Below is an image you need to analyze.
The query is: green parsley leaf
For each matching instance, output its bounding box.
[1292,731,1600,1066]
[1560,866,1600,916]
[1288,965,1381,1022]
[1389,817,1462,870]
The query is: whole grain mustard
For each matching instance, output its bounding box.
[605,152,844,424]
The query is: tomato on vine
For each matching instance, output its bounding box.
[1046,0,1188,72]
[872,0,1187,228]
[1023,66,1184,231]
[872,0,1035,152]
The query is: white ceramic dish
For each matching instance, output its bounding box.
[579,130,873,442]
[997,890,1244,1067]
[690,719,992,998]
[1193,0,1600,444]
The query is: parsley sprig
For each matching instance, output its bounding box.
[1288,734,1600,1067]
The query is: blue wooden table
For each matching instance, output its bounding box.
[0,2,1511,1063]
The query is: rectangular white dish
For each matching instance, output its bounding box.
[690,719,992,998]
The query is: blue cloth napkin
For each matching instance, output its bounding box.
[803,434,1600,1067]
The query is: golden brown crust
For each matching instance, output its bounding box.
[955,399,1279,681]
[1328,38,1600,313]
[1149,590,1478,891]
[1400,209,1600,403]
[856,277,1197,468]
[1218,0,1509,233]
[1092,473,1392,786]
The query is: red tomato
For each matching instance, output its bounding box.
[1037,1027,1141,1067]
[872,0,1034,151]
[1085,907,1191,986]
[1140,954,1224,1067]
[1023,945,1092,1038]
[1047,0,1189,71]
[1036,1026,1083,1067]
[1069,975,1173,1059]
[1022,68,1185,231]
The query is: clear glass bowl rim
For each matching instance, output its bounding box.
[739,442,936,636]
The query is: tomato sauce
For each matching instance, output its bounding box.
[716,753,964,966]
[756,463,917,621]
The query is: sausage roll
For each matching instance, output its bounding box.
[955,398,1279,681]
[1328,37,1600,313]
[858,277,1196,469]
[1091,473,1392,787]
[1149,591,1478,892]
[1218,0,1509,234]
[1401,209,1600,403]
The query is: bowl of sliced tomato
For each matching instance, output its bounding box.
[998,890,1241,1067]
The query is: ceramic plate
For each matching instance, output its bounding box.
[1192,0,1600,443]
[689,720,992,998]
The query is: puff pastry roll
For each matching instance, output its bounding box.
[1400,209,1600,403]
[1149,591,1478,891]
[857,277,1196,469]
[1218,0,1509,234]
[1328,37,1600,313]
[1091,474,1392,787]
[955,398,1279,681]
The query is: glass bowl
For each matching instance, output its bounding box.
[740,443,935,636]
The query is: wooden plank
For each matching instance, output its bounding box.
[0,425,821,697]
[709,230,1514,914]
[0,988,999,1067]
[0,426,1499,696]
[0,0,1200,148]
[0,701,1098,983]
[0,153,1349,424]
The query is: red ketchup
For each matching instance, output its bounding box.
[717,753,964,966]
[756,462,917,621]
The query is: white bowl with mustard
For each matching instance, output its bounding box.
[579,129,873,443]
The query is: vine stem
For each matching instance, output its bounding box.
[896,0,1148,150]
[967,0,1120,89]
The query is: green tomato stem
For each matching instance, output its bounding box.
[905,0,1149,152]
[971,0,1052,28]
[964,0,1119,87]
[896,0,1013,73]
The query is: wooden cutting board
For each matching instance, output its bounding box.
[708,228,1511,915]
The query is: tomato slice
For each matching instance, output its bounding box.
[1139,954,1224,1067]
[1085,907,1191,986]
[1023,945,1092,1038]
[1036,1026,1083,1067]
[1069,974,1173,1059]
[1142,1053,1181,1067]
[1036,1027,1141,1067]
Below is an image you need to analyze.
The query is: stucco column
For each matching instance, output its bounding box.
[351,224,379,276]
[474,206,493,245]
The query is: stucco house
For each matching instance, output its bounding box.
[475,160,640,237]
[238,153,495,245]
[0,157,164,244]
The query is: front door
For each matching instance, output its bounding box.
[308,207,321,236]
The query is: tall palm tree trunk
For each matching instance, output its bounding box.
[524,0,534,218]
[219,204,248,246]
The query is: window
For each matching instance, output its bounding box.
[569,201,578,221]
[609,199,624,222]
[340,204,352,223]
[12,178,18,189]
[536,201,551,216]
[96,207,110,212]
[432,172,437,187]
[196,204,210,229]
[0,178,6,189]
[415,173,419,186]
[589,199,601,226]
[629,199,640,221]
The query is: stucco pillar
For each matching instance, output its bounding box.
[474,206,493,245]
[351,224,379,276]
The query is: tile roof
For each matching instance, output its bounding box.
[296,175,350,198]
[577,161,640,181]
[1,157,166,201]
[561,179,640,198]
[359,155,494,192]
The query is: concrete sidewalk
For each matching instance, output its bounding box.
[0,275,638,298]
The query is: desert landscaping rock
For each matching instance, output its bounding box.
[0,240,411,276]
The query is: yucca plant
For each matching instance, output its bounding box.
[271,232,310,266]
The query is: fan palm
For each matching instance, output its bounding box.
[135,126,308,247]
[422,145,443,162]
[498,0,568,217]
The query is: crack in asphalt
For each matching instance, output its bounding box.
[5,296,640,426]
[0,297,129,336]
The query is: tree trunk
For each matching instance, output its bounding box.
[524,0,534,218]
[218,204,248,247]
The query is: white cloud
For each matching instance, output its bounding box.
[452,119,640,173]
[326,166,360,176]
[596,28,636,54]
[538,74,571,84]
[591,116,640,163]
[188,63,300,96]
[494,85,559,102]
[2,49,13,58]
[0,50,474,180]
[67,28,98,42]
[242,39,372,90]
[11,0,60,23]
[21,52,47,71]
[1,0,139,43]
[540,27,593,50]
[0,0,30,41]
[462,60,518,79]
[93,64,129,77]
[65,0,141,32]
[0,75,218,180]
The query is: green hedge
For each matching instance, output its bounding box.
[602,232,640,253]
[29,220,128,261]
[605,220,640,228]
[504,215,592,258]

(ACTIVITY): For the word "mustard", tally the lines of the entries in which it appears and give the total alone.

(WRITTEN ANSWER): 2